Task details:
Put every line of the entries below into a Markdown table with the columns Row and Line, numbering the rows and omitting blank lines. Leave the pictures out of the table.

Entries from a dataset
---*---

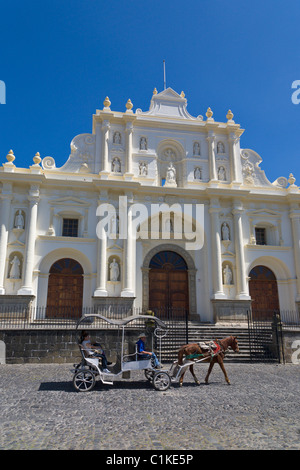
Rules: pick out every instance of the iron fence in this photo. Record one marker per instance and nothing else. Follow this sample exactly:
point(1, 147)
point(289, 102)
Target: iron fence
point(28, 317)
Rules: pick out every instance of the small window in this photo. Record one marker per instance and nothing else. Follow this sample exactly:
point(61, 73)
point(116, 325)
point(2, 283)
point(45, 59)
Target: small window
point(70, 228)
point(260, 236)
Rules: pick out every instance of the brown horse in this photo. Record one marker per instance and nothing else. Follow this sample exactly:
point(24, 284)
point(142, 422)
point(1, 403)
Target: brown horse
point(193, 352)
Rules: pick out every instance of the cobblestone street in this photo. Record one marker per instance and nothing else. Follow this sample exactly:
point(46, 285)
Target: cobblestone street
point(40, 409)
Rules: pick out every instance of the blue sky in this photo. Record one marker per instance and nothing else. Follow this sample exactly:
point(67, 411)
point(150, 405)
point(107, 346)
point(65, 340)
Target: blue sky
point(61, 58)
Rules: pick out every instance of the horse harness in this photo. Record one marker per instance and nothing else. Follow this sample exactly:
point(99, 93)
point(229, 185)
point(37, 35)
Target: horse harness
point(212, 348)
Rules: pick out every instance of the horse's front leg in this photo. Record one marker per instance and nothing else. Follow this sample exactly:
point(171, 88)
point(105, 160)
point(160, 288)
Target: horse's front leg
point(221, 363)
point(209, 370)
point(193, 374)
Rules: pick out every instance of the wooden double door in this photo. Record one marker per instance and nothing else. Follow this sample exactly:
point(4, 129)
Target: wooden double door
point(264, 292)
point(168, 283)
point(65, 289)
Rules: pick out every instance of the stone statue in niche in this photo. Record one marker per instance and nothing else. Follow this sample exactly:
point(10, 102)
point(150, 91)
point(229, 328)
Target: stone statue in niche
point(196, 148)
point(114, 270)
point(171, 174)
point(197, 173)
point(116, 165)
point(117, 138)
point(227, 273)
point(114, 225)
point(169, 154)
point(15, 272)
point(143, 169)
point(220, 147)
point(225, 232)
point(221, 174)
point(143, 143)
point(19, 220)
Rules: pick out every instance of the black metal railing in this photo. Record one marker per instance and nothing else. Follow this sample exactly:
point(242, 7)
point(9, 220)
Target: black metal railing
point(28, 317)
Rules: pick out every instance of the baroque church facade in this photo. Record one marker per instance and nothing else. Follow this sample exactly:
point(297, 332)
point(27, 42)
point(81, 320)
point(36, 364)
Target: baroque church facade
point(65, 241)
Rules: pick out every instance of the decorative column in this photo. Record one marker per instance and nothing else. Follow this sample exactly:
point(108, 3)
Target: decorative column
point(101, 290)
point(105, 138)
point(6, 197)
point(242, 289)
point(128, 133)
point(233, 141)
point(216, 250)
point(129, 259)
point(295, 218)
point(101, 265)
point(33, 198)
point(211, 139)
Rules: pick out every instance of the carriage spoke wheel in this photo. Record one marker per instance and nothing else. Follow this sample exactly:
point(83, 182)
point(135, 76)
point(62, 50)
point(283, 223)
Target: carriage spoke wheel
point(149, 374)
point(161, 381)
point(84, 380)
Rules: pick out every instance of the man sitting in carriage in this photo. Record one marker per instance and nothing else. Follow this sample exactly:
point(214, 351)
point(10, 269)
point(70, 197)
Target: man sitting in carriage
point(142, 354)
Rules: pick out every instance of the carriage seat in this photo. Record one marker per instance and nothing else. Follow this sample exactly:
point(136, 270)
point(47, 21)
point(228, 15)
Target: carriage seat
point(85, 355)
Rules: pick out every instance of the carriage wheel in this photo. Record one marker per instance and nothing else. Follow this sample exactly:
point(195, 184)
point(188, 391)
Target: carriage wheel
point(161, 381)
point(149, 374)
point(84, 380)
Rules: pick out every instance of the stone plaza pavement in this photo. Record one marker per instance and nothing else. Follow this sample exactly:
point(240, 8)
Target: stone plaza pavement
point(40, 410)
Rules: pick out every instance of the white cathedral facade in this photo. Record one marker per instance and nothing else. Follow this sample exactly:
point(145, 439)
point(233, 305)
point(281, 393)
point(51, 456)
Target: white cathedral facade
point(65, 242)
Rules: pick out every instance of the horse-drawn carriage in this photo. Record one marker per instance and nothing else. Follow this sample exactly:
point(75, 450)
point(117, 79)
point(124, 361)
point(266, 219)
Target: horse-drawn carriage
point(90, 367)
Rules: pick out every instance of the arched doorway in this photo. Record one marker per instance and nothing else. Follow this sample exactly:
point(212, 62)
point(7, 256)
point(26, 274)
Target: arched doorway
point(263, 291)
point(168, 283)
point(65, 289)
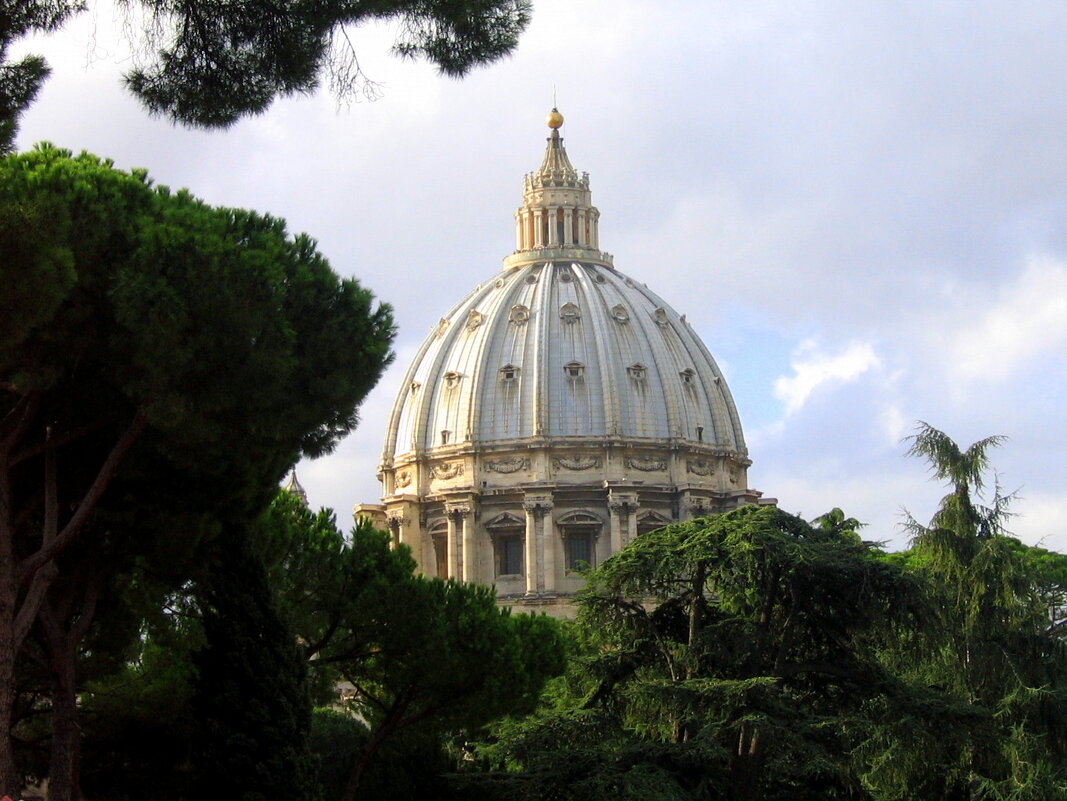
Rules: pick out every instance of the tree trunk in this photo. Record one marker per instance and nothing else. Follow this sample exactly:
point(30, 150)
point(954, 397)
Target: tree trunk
point(66, 739)
point(63, 628)
point(10, 779)
point(364, 757)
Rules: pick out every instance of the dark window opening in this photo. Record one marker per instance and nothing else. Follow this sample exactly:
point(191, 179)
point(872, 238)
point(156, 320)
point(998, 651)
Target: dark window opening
point(577, 551)
point(509, 556)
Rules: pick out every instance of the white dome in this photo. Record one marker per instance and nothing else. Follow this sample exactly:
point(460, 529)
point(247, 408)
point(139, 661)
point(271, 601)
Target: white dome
point(556, 413)
point(564, 350)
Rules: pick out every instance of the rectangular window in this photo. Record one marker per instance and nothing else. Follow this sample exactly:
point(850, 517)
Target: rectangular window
point(578, 551)
point(509, 551)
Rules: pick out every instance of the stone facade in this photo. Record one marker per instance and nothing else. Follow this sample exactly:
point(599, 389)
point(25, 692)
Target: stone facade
point(557, 412)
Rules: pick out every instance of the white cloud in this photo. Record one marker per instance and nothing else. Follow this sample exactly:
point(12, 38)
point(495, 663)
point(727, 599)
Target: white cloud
point(813, 368)
point(1026, 320)
point(1039, 519)
point(894, 423)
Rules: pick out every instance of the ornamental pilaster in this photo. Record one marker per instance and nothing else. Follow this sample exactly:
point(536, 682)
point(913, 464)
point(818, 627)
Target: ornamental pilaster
point(459, 527)
point(538, 508)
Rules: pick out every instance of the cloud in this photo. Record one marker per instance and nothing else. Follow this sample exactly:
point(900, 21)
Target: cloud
point(1038, 519)
point(1028, 319)
point(813, 368)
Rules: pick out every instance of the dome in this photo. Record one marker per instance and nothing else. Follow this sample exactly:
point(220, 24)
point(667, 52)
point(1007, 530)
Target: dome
point(557, 412)
point(568, 350)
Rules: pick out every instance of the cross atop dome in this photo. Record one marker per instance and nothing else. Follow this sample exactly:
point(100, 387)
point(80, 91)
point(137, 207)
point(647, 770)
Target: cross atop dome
point(557, 217)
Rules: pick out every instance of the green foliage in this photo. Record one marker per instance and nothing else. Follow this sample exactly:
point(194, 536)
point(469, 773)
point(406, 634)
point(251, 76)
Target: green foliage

---*---

Final answer:
| Row | Line |
|---|---|
| 1 | Rules: pick out every instance of the iron fence in this photo. Record one marker per instance and nothing else. Follow this sample exactly: |
| 2 | point(1, 147) |
| 3 | point(289, 102) |
| 4 | Target: iron fence |
| 5 | point(28, 317) |
| 6 | Rules: pick out every instance of the small window in this photo. Record one marker per instance and nothing else. Follow this sample exactly: |
| 7 | point(61, 73) |
| 8 | point(116, 325) |
| 9 | point(2, 283) |
| 10 | point(45, 59) |
| 11 | Target: small window |
| 12 | point(70, 228) |
| 13 | point(260, 236) |
| 14 | Rules: pick out every instance of the brown horse in this photo. Record one marker per instance and nothing else. Follow this sample exactly: |
| 15 | point(24, 284) |
| 16 | point(142, 422) |
| 17 | point(1, 403) |
| 18 | Target: brown horse |
| 19 | point(193, 352) |
| 20 | Rules: pick out every instance of the cobblestone street in this photo. Record one marker per instance and nothing else. Follow this sample exactly: |
| 21 | point(46, 285) |
| 22 | Target: cobblestone street |
| 23 | point(40, 409) |
| 24 | Rules: pick out every instance of the blue sky in this photo. Record one marker per instance and nothing else. Follow this sample exactly: |
| 25 | point(67, 411) |
| 26 | point(150, 405) |
| 27 | point(107, 346) |
| 28 | point(65, 340) |
| 29 | Target: blue sky |
| 30 | point(61, 58) |
| 31 | Rules: pick out every instance of the horse harness in this photo. Record one marker per instance and nothing else. Follow this sample exactly: |
| 32 | point(99, 93) |
| 33 | point(229, 185) |
| 34 | point(37, 35) |
| 35 | Target: horse harness |
| 36 | point(212, 348) |
| 37 | Rules: pick out every instance of the horse's front leg in this photo. Record one marker per instance and nothing else. Follow this sample exactly: |
| 38 | point(171, 88) |
| 39 | point(105, 160) |
| 40 | point(160, 288) |
| 41 | Target: horse's front leg |
| 42 | point(221, 363) |
| 43 | point(209, 370) |
| 44 | point(193, 374) |
| 45 | Rules: pick out every instance of the wooden double door in this photo. Record one marker per instance and nothing else. Follow this sample exactly: |
| 46 | point(4, 129) |
| 47 | Target: wooden double door |
| 48 | point(264, 292) |
| 49 | point(168, 283) |
| 50 | point(65, 289) |
| 51 | Rules: pick out every instance of the stone statue in niche in this photo. Record one marker per instance and nothing else. Follow this sample exactly: |
| 52 | point(10, 102) |
| 53 | point(150, 91) |
| 54 | point(229, 328) |
| 55 | Target: stone statue in niche |
| 56 | point(196, 148) |
| 57 | point(114, 270) |
| 58 | point(171, 174) |
| 59 | point(197, 173) |
| 60 | point(116, 165) |
| 61 | point(117, 138) |
| 62 | point(227, 273) |
| 63 | point(114, 225) |
| 64 | point(169, 154) |
| 65 | point(15, 272) |
| 66 | point(143, 169) |
| 67 | point(220, 147) |
| 68 | point(225, 232) |
| 69 | point(221, 174) |
| 70 | point(143, 143) |
| 71 | point(19, 220) |
| 72 | Rules: pick out every instance of the black metal railing in this photo. Record one marker per instance and nothing else. Follow this sample exactly: |
| 73 | point(242, 7) |
| 74 | point(9, 220) |
| 75 | Target: black metal railing |
| 76 | point(28, 317) |
| 77 | Rules: pick out every instance of the baroque church facade in this photo. Record one marker per instance and nothing else. Follow this sample exactly: |
| 78 | point(297, 332) |
| 79 | point(27, 42) |
| 80 | point(81, 320) |
| 81 | point(36, 364) |
| 82 | Target: baroque church facade |
| 83 | point(65, 241) |
| 84 | Rules: pick out every instance of the decorative column in this photo. Record one marker per instance and nothing else. Follow this sample exactly: |
| 85 | point(108, 3) |
| 86 | Target: decorative column |
| 87 | point(101, 290) |
| 88 | point(105, 138) |
| 89 | point(6, 197) |
| 90 | point(242, 289) |
| 91 | point(128, 133) |
| 92 | point(233, 141) |
| 93 | point(216, 250) |
| 94 | point(129, 259) |
| 95 | point(295, 218) |
| 96 | point(101, 265) |
| 97 | point(33, 198) |
| 98 | point(211, 139) |
| 99 | Rules: pick out every instance of the carriage spoke wheel in this photo. Record one marker per instance and nothing else. Follow this sample exactly: |
| 100 | point(83, 182) |
| 101 | point(135, 76) |
| 102 | point(62, 50) |
| 103 | point(283, 223) |
| 104 | Target: carriage spoke wheel |
| 105 | point(149, 374) |
| 106 | point(161, 381) |
| 107 | point(84, 380) |
| 108 | Rules: pick out every instance of the man sitting in carriage in this photo. Record one marker per instance and nothing else. Follow this sample exactly: |
| 109 | point(214, 351) |
| 110 | point(10, 269) |
| 111 | point(70, 197) |
| 112 | Target: man sitting in carriage |
| 113 | point(142, 354) |
| 114 | Rules: pick out every instance of the carriage seat in this photo. Record one marker per instance and nothing else. Follow this sample exactly: |
| 115 | point(136, 270) |
| 116 | point(47, 21) |
| 117 | point(228, 15) |
| 118 | Target: carriage seat |
| 119 | point(85, 355) |
| 120 | Rules: pick out every instance of the carriage wheel in this photo. Record one marker per instance and nothing else. Follow this sample exactly: |
| 121 | point(195, 184) |
| 122 | point(188, 391) |
| 123 | Target: carriage wheel |
| 124 | point(161, 381) |
| 125 | point(149, 374) |
| 126 | point(84, 380) |
| 127 | Rules: pick out every instance of the stone plaza pavement in this photo. Record one marker per instance and nothing else. Follow this sample exactly: |
| 128 | point(240, 8) |
| 129 | Target: stone plaza pavement |
| 130 | point(40, 410) |
| 131 | Rules: pick out every instance of the white cathedral facade in this photo. Record one marker per instance and nothing else. Follow this sample exactly: |
| 132 | point(145, 439) |
| 133 | point(233, 305) |
| 134 | point(281, 393) |
| 135 | point(51, 456) |
| 136 | Target: white cathedral facade |
| 137 | point(65, 242) |
| 138 | Rules: pick out every instance of the horse-drawn carriage in this photo. Record one marker per instance and nothing else. Follow this sample exactly: |
| 139 | point(75, 450) |
| 140 | point(117, 79) |
| 141 | point(124, 361) |
| 142 | point(266, 219) |
| 143 | Target: horse-drawn carriage |
| 144 | point(90, 367) |
| 145 | Rules: pick out every instance of the arched doorway in this photo. Record one marker per instance and nothing else. Follow this sample exactly: |
| 146 | point(212, 62) |
| 147 | point(7, 256) |
| 148 | point(26, 274) |
| 149 | Target: arched doorway |
| 150 | point(263, 291) |
| 151 | point(168, 283) |
| 152 | point(65, 289) |
| 153 | Rules: pick out every instance of the tree trunk in this photo. Record one marker per instance and nothing else. Follow this sample exactly: |
| 154 | point(30, 150) |
| 155 | point(954, 397) |
| 156 | Target: tree trunk |
| 157 | point(66, 739) |
| 158 | point(63, 628) |
| 159 | point(10, 779) |
| 160 | point(364, 757) |
| 161 | Rules: pick out every instance of the dark window opening in this photo. Record one marker per instance and nothing else. Follow this sample exactly: |
| 162 | point(191, 179) |
| 163 | point(872, 238) |
| 164 | point(156, 320) |
| 165 | point(998, 651) |
| 166 | Target: dark window opening |
| 167 | point(577, 551) |
| 168 | point(509, 556) |
| 169 | Rules: pick out every instance of the white dome in this photo. Record one marker per instance and nothing else. Follow this sample exactly: |
| 170 | point(460, 529) |
| 171 | point(247, 408) |
| 172 | point(139, 661) |
| 173 | point(271, 601) |
| 174 | Target: white dome |
| 175 | point(556, 413) |
| 176 | point(564, 350) |
| 177 | Rules: pick out every instance of the rectangular window in this photo. Record one marker per instance and nothing else. Follow this sample exactly: |
| 178 | point(850, 517) |
| 179 | Target: rectangular window |
| 180 | point(578, 551) |
| 181 | point(509, 551) |
| 182 | Rules: pick out every instance of the stone facade in this photo. Record one marker per instance and nothing else. Follow this sample exactly: |
| 183 | point(599, 389) |
| 184 | point(25, 692) |
| 185 | Target: stone facade |
| 186 | point(557, 412) |
| 187 | Rules: pick out every instance of the white cloud in this photo. Record one marker per instance and nothing else. Follow this sample exactly: |
| 188 | point(12, 38) |
| 189 | point(495, 663) |
| 190 | point(727, 599) |
| 191 | Target: white cloud |
| 192 | point(813, 368) |
| 193 | point(1026, 320) |
| 194 | point(1039, 519) |
| 195 | point(894, 423) |
| 196 | Rules: pick out every instance of the ornamental pilaster in this photo. Record one marker per instance and nothing else. Follow this sample exactly: |
| 197 | point(536, 682) |
| 198 | point(913, 464) |
| 199 | point(818, 627) |
| 200 | Target: ornamental pilaster |
| 201 | point(459, 527) |
| 202 | point(538, 508) |
| 203 | Rules: pick out every instance of the cloud in this photo. Record one marker per instance and nothing else. Follow this sample exactly: |
| 204 | point(900, 21) |
| 205 | Target: cloud |
| 206 | point(1038, 519) |
| 207 | point(1028, 319) |
| 208 | point(813, 368) |
| 209 | Rules: pick out every instance of the dome in this photo. Record one marker per instance and nothing else. Follow this sample exactly: |
| 210 | point(220, 24) |
| 211 | point(667, 52) |
| 212 | point(1007, 530) |
| 213 | Target: dome |
| 214 | point(557, 412) |
| 215 | point(568, 350) |
| 216 | Rules: pick out every instance of the cross atop dome in this photo. Record one marker per instance and nothing else. Follow this sample exactly: |
| 217 | point(100, 387) |
| 218 | point(80, 91) |
| 219 | point(137, 207) |
| 220 | point(647, 770) |
| 221 | Target: cross atop dome |
| 222 | point(557, 217) |
| 223 | Rules: pick out every instance of the green foliage in this photo. Record one marker per instance and nothing else. Follow this sample exactly: |
| 224 | point(194, 536) |
| 225 | point(469, 773) |
| 226 | point(406, 634) |
| 227 | point(251, 76) |
| 228 | Target: green foliage |